> The task
List each line below that contains the word "water".

> Data extract
## start

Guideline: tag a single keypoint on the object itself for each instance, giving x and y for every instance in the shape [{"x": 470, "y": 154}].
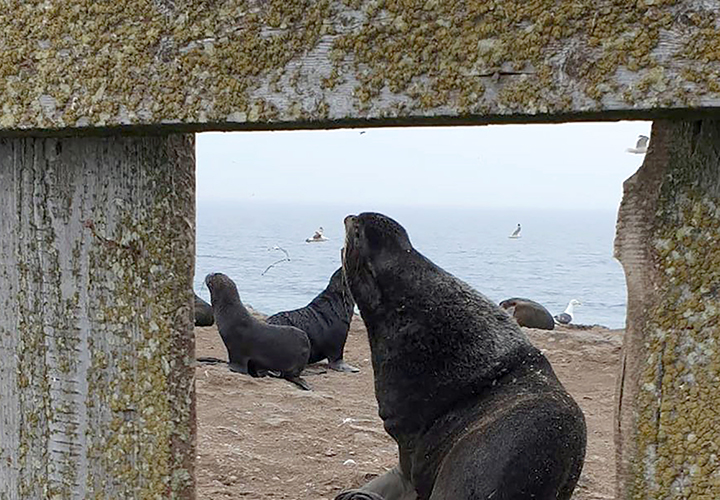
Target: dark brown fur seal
[
  {"x": 529, "y": 313},
  {"x": 203, "y": 313},
  {"x": 253, "y": 346},
  {"x": 476, "y": 410},
  {"x": 326, "y": 321}
]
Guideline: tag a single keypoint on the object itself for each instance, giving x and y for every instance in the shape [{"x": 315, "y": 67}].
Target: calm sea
[{"x": 561, "y": 255}]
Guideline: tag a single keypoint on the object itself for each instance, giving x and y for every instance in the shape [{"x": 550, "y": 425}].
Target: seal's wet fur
[
  {"x": 326, "y": 321},
  {"x": 476, "y": 410},
  {"x": 253, "y": 346},
  {"x": 529, "y": 313},
  {"x": 203, "y": 313}
]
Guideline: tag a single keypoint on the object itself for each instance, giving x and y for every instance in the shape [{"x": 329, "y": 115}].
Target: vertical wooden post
[
  {"x": 668, "y": 240},
  {"x": 96, "y": 335}
]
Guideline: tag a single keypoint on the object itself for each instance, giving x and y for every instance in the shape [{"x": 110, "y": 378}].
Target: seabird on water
[
  {"x": 567, "y": 317},
  {"x": 641, "y": 146},
  {"x": 317, "y": 237}
]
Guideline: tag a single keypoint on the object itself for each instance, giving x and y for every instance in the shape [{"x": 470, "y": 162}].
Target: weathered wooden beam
[
  {"x": 96, "y": 335},
  {"x": 668, "y": 400},
  {"x": 192, "y": 65}
]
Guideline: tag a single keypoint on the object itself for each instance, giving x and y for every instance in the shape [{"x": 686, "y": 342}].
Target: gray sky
[{"x": 580, "y": 165}]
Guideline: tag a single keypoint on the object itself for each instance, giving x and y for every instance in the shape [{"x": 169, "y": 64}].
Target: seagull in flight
[{"x": 641, "y": 146}]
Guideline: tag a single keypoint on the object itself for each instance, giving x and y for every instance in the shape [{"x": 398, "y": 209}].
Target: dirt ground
[{"x": 266, "y": 439}]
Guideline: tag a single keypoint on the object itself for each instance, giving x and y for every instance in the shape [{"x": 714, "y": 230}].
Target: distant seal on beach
[
  {"x": 253, "y": 346},
  {"x": 529, "y": 313},
  {"x": 203, "y": 313},
  {"x": 326, "y": 321},
  {"x": 475, "y": 408}
]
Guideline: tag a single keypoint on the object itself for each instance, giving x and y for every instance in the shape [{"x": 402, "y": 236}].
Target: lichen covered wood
[
  {"x": 668, "y": 414},
  {"x": 247, "y": 64},
  {"x": 96, "y": 333}
]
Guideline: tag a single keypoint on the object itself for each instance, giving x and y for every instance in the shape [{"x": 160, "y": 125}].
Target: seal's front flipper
[
  {"x": 340, "y": 365},
  {"x": 358, "y": 495},
  {"x": 390, "y": 486},
  {"x": 238, "y": 368},
  {"x": 210, "y": 360},
  {"x": 300, "y": 382}
]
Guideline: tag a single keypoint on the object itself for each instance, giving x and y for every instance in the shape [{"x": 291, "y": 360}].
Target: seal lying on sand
[
  {"x": 203, "y": 313},
  {"x": 528, "y": 313},
  {"x": 253, "y": 346},
  {"x": 476, "y": 410},
  {"x": 326, "y": 321}
]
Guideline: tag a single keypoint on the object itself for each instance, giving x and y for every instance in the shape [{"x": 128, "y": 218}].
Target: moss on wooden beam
[
  {"x": 245, "y": 64},
  {"x": 668, "y": 425}
]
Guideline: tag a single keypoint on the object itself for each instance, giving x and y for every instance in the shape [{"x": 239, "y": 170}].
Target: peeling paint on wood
[
  {"x": 668, "y": 413},
  {"x": 232, "y": 64},
  {"x": 96, "y": 332}
]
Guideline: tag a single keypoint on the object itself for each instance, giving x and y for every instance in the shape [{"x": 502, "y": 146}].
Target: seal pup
[
  {"x": 253, "y": 346},
  {"x": 326, "y": 321},
  {"x": 528, "y": 313},
  {"x": 203, "y": 313},
  {"x": 476, "y": 410},
  {"x": 566, "y": 317}
]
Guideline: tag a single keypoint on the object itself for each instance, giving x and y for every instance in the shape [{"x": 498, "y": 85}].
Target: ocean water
[{"x": 562, "y": 254}]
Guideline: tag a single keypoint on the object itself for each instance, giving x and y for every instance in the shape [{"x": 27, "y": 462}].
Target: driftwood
[
  {"x": 329, "y": 63},
  {"x": 667, "y": 415},
  {"x": 96, "y": 332}
]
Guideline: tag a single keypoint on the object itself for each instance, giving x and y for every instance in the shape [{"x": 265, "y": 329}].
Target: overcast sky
[{"x": 579, "y": 165}]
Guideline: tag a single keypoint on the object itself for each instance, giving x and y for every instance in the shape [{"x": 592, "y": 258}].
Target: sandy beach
[{"x": 266, "y": 439}]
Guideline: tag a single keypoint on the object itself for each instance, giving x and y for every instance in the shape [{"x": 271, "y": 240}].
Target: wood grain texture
[
  {"x": 667, "y": 418},
  {"x": 96, "y": 332},
  {"x": 249, "y": 64}
]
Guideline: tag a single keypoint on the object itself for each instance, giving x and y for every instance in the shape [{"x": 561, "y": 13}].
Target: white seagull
[
  {"x": 317, "y": 237},
  {"x": 641, "y": 146},
  {"x": 567, "y": 317}
]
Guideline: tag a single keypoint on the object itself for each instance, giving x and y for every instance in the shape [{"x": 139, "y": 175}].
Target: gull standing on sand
[
  {"x": 567, "y": 317},
  {"x": 641, "y": 146}
]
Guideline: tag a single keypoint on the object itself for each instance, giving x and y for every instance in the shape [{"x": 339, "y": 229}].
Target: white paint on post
[{"x": 96, "y": 339}]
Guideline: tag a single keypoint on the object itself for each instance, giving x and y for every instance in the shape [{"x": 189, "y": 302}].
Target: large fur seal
[
  {"x": 253, "y": 346},
  {"x": 476, "y": 410},
  {"x": 326, "y": 321},
  {"x": 203, "y": 313},
  {"x": 529, "y": 313}
]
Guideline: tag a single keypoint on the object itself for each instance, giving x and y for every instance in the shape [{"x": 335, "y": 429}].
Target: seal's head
[
  {"x": 374, "y": 244},
  {"x": 222, "y": 288}
]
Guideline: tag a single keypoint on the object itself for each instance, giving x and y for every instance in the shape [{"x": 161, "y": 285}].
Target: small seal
[
  {"x": 475, "y": 408},
  {"x": 253, "y": 346},
  {"x": 529, "y": 313},
  {"x": 203, "y": 313},
  {"x": 326, "y": 321}
]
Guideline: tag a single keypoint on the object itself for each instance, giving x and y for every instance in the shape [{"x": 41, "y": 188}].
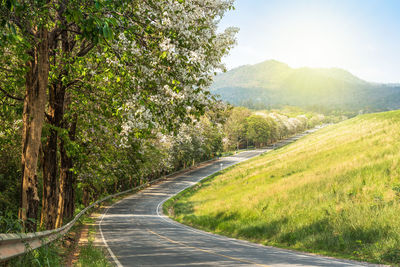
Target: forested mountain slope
[
  {"x": 334, "y": 192},
  {"x": 273, "y": 83}
]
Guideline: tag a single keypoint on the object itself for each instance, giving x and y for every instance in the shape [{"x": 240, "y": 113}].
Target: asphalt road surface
[{"x": 136, "y": 233}]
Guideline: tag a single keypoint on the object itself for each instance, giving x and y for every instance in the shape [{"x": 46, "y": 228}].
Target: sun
[{"x": 314, "y": 44}]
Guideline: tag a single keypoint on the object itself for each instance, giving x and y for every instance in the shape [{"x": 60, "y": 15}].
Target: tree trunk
[{"x": 33, "y": 116}]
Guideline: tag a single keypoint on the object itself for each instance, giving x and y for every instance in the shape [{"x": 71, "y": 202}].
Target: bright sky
[{"x": 361, "y": 36}]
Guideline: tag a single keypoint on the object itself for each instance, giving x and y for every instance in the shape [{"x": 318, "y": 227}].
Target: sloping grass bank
[{"x": 335, "y": 192}]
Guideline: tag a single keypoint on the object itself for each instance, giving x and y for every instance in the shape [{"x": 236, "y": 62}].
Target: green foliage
[
  {"x": 259, "y": 129},
  {"x": 92, "y": 257},
  {"x": 274, "y": 84},
  {"x": 46, "y": 256}
]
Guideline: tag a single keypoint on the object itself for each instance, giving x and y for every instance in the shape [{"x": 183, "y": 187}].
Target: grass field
[{"x": 335, "y": 192}]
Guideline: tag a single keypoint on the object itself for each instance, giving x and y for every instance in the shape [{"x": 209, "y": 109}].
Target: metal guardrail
[{"x": 12, "y": 245}]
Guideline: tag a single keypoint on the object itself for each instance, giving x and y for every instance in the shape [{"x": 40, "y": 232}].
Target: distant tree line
[{"x": 245, "y": 128}]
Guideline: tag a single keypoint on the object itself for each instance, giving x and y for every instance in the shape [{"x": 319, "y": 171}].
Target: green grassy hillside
[{"x": 335, "y": 192}]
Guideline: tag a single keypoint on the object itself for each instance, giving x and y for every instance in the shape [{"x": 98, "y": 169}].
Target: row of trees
[
  {"x": 87, "y": 85},
  {"x": 245, "y": 127}
]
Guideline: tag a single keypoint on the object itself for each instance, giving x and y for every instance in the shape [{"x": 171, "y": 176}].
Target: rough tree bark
[
  {"x": 33, "y": 117},
  {"x": 50, "y": 166},
  {"x": 66, "y": 199}
]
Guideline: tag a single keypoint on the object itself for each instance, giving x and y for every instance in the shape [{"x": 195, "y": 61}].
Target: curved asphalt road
[{"x": 137, "y": 234}]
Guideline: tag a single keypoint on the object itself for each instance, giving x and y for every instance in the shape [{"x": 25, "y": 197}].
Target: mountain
[{"x": 272, "y": 83}]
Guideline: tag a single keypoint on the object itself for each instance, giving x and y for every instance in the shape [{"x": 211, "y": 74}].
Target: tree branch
[{"x": 11, "y": 96}]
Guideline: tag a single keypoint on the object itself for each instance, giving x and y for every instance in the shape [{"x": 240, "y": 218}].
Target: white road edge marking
[{"x": 241, "y": 242}]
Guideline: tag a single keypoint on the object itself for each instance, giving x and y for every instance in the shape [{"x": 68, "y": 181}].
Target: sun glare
[{"x": 314, "y": 45}]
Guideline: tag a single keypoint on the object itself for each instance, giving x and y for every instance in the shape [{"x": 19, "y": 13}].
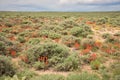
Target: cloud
[
  {"x": 59, "y": 5},
  {"x": 88, "y": 1}
]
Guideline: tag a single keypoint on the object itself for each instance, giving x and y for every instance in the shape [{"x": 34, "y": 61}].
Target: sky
[{"x": 60, "y": 5}]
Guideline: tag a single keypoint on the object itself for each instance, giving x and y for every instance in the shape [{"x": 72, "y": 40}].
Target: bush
[
  {"x": 8, "y": 24},
  {"x": 6, "y": 67},
  {"x": 106, "y": 35},
  {"x": 68, "y": 24},
  {"x": 39, "y": 65},
  {"x": 15, "y": 77},
  {"x": 68, "y": 40},
  {"x": 49, "y": 50},
  {"x": 33, "y": 41},
  {"x": 95, "y": 64},
  {"x": 49, "y": 77},
  {"x": 21, "y": 39},
  {"x": 81, "y": 31},
  {"x": 54, "y": 36},
  {"x": 112, "y": 40},
  {"x": 83, "y": 76},
  {"x": 102, "y": 21},
  {"x": 28, "y": 74},
  {"x": 71, "y": 63}
]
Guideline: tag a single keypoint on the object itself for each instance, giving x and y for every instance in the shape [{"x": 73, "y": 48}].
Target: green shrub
[
  {"x": 8, "y": 24},
  {"x": 33, "y": 41},
  {"x": 106, "y": 35},
  {"x": 5, "y": 45},
  {"x": 83, "y": 76},
  {"x": 71, "y": 63},
  {"x": 102, "y": 21},
  {"x": 68, "y": 24},
  {"x": 112, "y": 40},
  {"x": 81, "y": 31},
  {"x": 48, "y": 49},
  {"x": 54, "y": 36},
  {"x": 68, "y": 40},
  {"x": 95, "y": 64},
  {"x": 49, "y": 77},
  {"x": 21, "y": 39},
  {"x": 117, "y": 34},
  {"x": 6, "y": 67},
  {"x": 28, "y": 74},
  {"x": 39, "y": 65},
  {"x": 15, "y": 77}
]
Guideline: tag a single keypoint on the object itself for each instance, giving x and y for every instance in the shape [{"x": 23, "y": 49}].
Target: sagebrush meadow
[{"x": 59, "y": 45}]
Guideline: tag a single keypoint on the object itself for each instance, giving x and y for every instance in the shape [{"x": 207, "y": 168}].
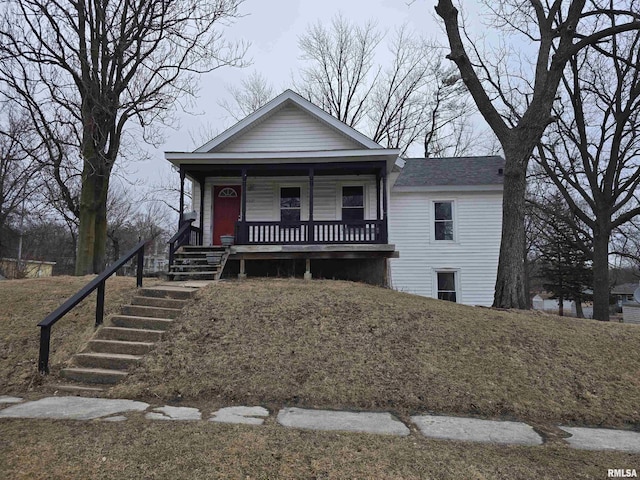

## end

> Solution to this task
Target: seabird on water
Target: ocean water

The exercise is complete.